Source records:
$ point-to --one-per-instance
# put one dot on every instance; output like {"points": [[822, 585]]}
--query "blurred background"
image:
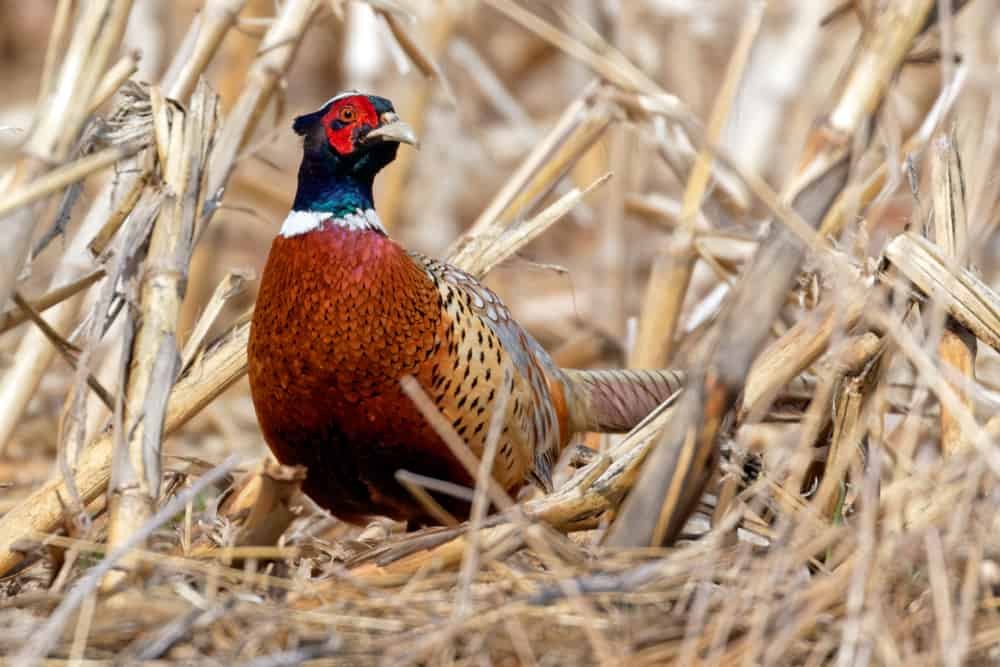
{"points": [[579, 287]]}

* * *

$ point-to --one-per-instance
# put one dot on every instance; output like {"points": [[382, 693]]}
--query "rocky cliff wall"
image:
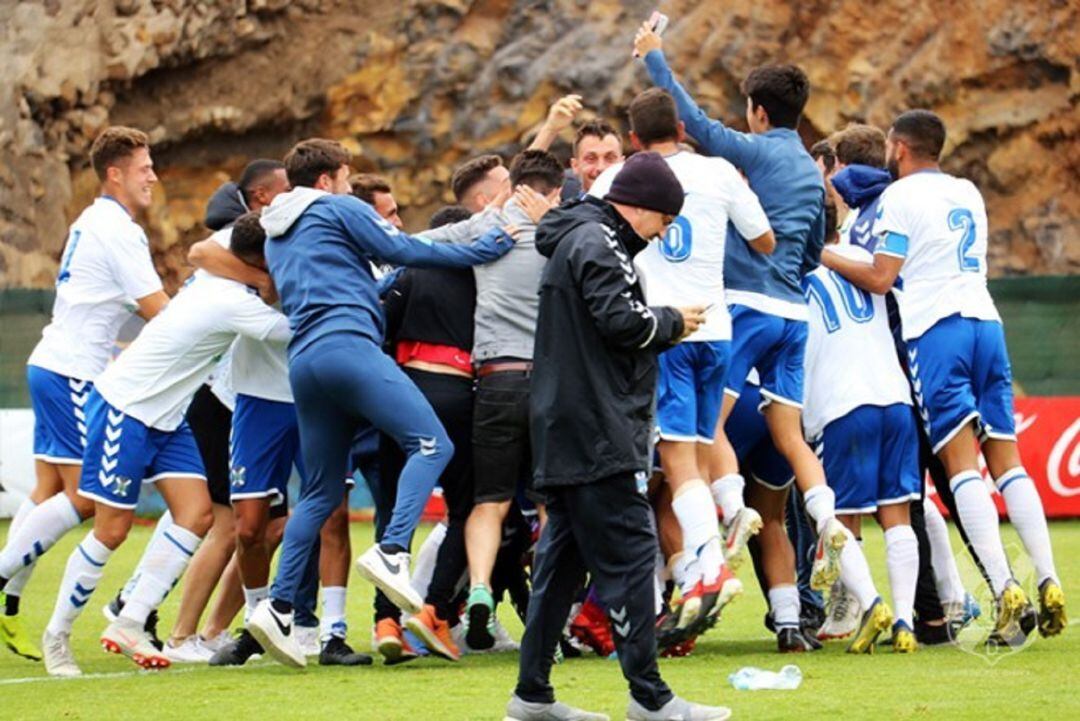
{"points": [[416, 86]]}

--

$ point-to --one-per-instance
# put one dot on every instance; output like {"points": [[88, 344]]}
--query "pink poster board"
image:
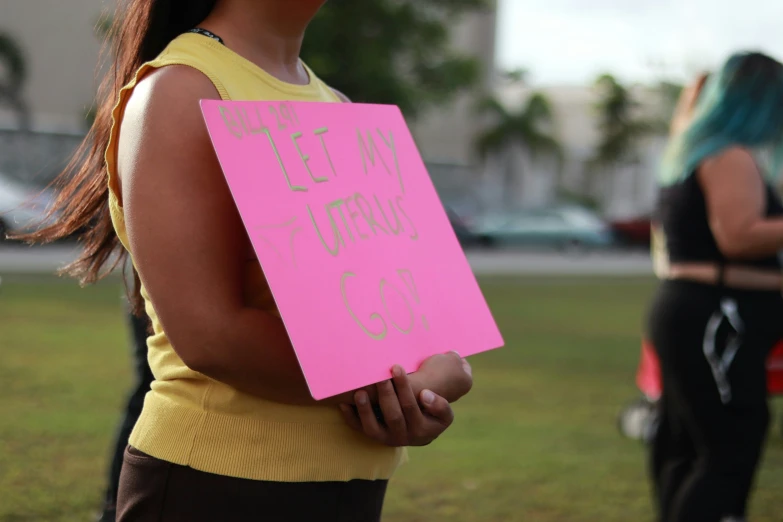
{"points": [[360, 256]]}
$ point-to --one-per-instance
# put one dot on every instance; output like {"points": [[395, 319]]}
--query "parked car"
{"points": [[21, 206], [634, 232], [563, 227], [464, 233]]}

● What you have to do
Locate each line in the items above that includes the string "query", and copy every such line in full.

● Problem solution
--query "blurred background"
--query "rocky cliff wall"
--query "pink poster board"
--query "parked car"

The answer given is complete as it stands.